→ MATERIALS PROVIDED:

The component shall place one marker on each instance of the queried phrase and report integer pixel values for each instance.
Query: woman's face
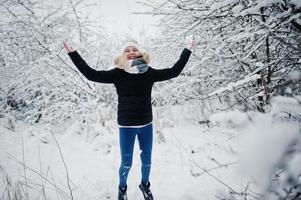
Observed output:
(131, 52)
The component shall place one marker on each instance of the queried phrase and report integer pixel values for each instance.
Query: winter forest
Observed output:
(227, 128)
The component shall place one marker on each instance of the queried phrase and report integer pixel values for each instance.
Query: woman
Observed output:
(133, 79)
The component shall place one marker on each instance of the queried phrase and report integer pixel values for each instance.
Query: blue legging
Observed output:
(127, 141)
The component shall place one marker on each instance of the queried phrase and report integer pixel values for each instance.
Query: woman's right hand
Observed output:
(68, 48)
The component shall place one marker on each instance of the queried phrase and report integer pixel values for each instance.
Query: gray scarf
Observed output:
(136, 66)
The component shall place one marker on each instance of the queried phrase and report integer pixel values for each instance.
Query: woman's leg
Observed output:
(126, 141)
(145, 138)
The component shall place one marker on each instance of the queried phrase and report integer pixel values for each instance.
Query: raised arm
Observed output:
(174, 71)
(92, 74)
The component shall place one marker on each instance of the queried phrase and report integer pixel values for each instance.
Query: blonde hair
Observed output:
(122, 61)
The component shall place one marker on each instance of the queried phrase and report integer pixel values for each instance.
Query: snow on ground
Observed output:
(223, 151)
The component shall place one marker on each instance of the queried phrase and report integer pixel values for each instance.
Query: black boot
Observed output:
(122, 193)
(147, 194)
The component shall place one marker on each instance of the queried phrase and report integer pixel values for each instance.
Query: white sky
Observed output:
(116, 16)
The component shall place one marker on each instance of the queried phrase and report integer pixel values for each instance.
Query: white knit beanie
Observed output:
(130, 44)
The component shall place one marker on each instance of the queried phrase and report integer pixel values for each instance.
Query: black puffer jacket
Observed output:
(134, 90)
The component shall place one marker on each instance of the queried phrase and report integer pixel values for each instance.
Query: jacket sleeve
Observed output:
(174, 71)
(92, 74)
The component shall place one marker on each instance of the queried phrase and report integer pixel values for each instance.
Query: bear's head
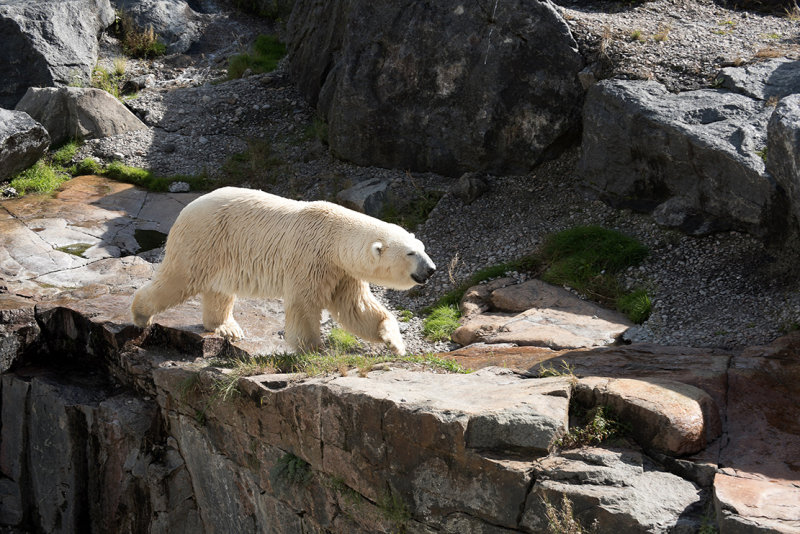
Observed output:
(385, 254)
(400, 263)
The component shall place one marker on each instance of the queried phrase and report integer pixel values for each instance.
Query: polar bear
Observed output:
(242, 242)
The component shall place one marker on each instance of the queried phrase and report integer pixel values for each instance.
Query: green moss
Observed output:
(267, 51)
(342, 341)
(441, 322)
(636, 305)
(40, 178)
(144, 178)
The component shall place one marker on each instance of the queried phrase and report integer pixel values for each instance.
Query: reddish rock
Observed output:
(664, 415)
(550, 317)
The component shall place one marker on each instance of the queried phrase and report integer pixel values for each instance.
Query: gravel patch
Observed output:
(725, 290)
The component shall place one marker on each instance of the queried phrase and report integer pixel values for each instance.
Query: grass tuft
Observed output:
(562, 520)
(267, 51)
(600, 425)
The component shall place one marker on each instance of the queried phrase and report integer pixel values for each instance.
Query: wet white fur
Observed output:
(241, 242)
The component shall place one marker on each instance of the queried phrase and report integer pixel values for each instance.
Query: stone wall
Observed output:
(107, 428)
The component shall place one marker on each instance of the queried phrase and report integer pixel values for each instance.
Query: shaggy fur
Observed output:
(240, 242)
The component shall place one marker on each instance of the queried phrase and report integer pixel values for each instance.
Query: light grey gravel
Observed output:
(724, 290)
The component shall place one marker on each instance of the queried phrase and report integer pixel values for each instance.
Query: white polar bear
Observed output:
(242, 242)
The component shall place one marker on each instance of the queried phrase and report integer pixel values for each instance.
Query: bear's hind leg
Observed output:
(156, 296)
(302, 326)
(218, 315)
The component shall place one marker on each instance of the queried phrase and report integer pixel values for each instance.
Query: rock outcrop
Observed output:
(78, 113)
(535, 313)
(22, 142)
(174, 22)
(49, 43)
(447, 87)
(108, 427)
(696, 160)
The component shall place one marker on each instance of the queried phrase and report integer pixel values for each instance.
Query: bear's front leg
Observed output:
(218, 315)
(356, 309)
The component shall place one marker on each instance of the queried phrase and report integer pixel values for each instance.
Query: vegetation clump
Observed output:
(266, 52)
(600, 424)
(135, 41)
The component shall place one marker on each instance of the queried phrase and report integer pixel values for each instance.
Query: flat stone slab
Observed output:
(65, 240)
(605, 483)
(540, 315)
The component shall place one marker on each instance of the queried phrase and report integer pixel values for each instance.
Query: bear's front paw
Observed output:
(230, 330)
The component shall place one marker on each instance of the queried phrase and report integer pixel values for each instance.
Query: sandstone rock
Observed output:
(49, 43)
(78, 113)
(497, 94)
(18, 329)
(757, 490)
(367, 197)
(551, 317)
(174, 22)
(22, 142)
(615, 489)
(764, 80)
(692, 158)
(783, 150)
(670, 417)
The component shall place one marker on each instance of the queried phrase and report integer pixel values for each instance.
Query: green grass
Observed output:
(440, 323)
(588, 258)
(137, 42)
(562, 520)
(266, 52)
(40, 178)
(636, 305)
(600, 425)
(148, 180)
(342, 341)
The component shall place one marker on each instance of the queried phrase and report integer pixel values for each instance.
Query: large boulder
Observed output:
(48, 43)
(22, 142)
(75, 112)
(441, 86)
(783, 149)
(175, 23)
(694, 159)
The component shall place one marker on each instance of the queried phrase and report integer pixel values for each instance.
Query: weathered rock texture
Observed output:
(22, 142)
(78, 113)
(48, 43)
(108, 427)
(535, 313)
(783, 149)
(174, 22)
(692, 159)
(445, 86)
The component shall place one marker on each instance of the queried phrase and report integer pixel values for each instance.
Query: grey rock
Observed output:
(22, 142)
(783, 150)
(764, 80)
(693, 159)
(617, 488)
(78, 113)
(367, 197)
(470, 186)
(175, 23)
(444, 87)
(48, 43)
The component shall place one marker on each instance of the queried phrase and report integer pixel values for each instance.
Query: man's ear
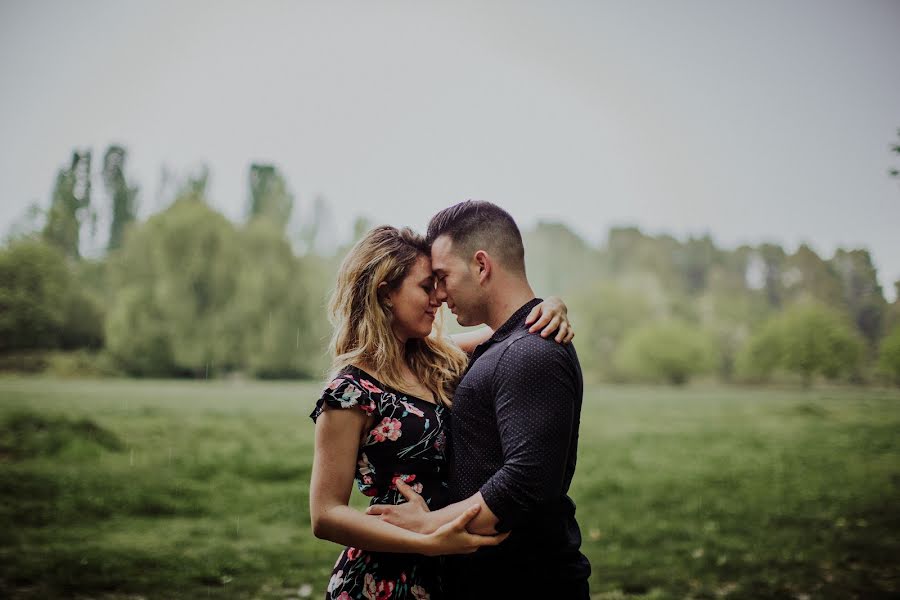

→ THE TASK:
Look through the entries above. Extract each line with the word "woman".

→ EXERCISE OUTPUT:
Query: woman's face
Query: woman
Query: woman's right hand
Query: woman's leg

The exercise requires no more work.